__Aufgabe__: Such im Material jede Zeile heraus, in der das Wort „target“ vorkommt, und schreib diese Zeilen unverändert ab.

---------- Datenzeilen

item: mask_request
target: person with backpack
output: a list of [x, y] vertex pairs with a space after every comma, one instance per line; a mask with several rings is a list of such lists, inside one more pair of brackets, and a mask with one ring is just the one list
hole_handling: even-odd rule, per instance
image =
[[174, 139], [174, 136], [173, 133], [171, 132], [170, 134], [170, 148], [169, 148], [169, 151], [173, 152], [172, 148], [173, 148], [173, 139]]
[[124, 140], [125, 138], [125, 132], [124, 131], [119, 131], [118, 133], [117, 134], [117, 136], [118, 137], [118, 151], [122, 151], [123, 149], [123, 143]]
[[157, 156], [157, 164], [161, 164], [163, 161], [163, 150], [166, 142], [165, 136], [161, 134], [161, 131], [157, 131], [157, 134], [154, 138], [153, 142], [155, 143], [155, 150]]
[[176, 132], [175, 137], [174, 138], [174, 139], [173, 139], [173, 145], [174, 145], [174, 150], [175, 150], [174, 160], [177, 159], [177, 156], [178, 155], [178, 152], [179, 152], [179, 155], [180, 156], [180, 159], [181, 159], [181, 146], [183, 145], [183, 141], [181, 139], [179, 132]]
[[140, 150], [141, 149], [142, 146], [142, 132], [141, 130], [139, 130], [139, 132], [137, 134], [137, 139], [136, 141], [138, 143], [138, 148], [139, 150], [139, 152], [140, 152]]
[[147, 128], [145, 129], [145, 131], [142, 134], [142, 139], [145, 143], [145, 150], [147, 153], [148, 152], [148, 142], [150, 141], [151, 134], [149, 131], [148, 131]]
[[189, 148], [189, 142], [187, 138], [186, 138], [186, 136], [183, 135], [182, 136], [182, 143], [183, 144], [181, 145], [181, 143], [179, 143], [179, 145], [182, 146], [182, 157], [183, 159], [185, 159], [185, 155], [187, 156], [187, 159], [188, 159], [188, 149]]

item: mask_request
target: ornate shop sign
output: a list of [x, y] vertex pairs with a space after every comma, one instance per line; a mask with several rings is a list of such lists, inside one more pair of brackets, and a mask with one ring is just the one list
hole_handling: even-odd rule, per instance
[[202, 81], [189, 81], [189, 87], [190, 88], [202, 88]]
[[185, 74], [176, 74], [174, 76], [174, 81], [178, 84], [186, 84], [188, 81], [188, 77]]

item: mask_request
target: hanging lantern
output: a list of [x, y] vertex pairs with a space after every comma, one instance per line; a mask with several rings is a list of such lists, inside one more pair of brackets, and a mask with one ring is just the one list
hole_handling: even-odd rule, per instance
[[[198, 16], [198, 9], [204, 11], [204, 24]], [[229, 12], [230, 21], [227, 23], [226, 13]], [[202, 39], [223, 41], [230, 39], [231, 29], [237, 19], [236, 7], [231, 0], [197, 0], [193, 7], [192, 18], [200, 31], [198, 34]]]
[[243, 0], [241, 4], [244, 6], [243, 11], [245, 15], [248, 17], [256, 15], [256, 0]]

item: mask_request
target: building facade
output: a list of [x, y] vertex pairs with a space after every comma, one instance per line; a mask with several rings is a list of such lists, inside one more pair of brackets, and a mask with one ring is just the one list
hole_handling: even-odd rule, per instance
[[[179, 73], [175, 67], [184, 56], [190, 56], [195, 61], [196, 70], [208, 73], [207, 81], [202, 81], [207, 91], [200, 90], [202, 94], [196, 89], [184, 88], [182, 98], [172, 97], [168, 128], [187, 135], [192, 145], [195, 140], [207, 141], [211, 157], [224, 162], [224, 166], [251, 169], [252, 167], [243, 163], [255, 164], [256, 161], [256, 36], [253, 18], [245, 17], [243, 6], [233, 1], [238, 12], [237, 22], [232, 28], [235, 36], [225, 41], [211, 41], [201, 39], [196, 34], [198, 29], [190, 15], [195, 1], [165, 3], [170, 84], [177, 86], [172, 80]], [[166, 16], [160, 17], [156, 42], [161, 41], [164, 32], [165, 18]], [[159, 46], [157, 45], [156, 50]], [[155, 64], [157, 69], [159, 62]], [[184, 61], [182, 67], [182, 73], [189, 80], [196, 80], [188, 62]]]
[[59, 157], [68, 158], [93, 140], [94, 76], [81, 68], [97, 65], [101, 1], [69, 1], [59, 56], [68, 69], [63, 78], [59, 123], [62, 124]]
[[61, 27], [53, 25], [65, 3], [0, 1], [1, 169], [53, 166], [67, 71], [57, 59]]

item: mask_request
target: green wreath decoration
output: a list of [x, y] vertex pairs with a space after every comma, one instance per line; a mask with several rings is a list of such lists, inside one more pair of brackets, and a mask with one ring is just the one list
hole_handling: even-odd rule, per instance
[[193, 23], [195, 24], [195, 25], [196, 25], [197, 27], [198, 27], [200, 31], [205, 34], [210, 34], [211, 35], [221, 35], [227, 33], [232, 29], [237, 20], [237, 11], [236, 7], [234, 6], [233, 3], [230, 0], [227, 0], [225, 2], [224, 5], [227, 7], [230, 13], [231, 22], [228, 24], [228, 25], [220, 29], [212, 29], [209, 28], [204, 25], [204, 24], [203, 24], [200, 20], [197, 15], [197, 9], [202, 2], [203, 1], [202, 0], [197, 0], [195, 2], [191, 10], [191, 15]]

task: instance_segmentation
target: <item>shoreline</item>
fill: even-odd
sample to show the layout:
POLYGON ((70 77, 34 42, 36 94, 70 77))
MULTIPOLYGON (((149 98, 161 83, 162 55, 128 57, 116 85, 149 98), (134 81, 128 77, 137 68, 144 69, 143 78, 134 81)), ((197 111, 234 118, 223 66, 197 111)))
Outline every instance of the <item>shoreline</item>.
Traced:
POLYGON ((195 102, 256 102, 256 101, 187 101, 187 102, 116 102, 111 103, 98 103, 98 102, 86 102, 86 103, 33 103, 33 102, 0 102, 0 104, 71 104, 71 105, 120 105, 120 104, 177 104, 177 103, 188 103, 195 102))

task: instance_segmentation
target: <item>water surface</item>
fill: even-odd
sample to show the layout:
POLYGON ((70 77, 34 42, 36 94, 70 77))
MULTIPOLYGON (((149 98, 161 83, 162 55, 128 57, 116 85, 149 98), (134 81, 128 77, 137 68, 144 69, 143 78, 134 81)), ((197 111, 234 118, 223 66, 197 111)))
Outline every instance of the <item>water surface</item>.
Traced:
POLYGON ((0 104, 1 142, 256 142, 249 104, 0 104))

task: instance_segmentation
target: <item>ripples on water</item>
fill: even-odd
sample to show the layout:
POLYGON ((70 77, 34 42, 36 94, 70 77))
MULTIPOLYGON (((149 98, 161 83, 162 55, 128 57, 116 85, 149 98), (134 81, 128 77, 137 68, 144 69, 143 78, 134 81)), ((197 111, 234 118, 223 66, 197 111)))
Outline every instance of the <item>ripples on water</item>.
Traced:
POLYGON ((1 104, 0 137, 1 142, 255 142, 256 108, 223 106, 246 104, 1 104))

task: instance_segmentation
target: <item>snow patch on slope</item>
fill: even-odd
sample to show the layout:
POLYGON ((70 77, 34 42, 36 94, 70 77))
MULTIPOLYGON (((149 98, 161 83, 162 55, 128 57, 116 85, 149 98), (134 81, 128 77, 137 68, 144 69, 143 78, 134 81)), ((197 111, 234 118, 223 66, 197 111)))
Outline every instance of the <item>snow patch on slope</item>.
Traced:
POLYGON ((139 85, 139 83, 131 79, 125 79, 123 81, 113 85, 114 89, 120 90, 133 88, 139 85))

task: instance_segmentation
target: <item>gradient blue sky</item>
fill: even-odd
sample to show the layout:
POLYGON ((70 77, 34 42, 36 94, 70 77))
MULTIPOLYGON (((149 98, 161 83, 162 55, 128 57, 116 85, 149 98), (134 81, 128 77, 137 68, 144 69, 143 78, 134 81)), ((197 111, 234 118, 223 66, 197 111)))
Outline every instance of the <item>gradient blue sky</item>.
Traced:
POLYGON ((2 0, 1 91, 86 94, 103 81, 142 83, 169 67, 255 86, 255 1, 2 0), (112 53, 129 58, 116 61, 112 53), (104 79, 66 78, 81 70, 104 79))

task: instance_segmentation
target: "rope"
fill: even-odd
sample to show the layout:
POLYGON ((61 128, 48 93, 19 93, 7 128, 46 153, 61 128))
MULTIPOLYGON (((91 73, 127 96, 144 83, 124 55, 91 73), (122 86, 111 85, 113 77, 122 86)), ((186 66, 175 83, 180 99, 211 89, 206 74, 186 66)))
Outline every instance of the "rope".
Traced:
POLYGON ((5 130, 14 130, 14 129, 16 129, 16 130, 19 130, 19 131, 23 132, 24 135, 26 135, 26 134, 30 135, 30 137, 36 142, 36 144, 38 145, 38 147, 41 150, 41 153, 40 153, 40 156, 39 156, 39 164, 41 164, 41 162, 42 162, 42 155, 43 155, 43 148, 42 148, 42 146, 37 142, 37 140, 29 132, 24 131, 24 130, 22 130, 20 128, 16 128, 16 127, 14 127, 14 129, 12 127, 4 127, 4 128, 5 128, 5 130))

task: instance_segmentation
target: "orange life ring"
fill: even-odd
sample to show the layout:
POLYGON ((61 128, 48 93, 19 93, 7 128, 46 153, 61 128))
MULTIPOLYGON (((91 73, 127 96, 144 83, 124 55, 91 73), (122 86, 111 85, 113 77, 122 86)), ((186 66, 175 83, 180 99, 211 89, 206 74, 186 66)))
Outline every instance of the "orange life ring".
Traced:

--------------------

__Erwartete Antwort__:
target: person with backpack
target: ornate shop sign
target: hanging lantern
target: building facade
target: green wreath decoration
target: <item>shoreline</item>
target: <item>water surface</item>
target: <item>ripples on water</item>
target: <item>snow patch on slope</item>
target: <item>gradient blue sky</item>
target: "rope"
target: "orange life ring"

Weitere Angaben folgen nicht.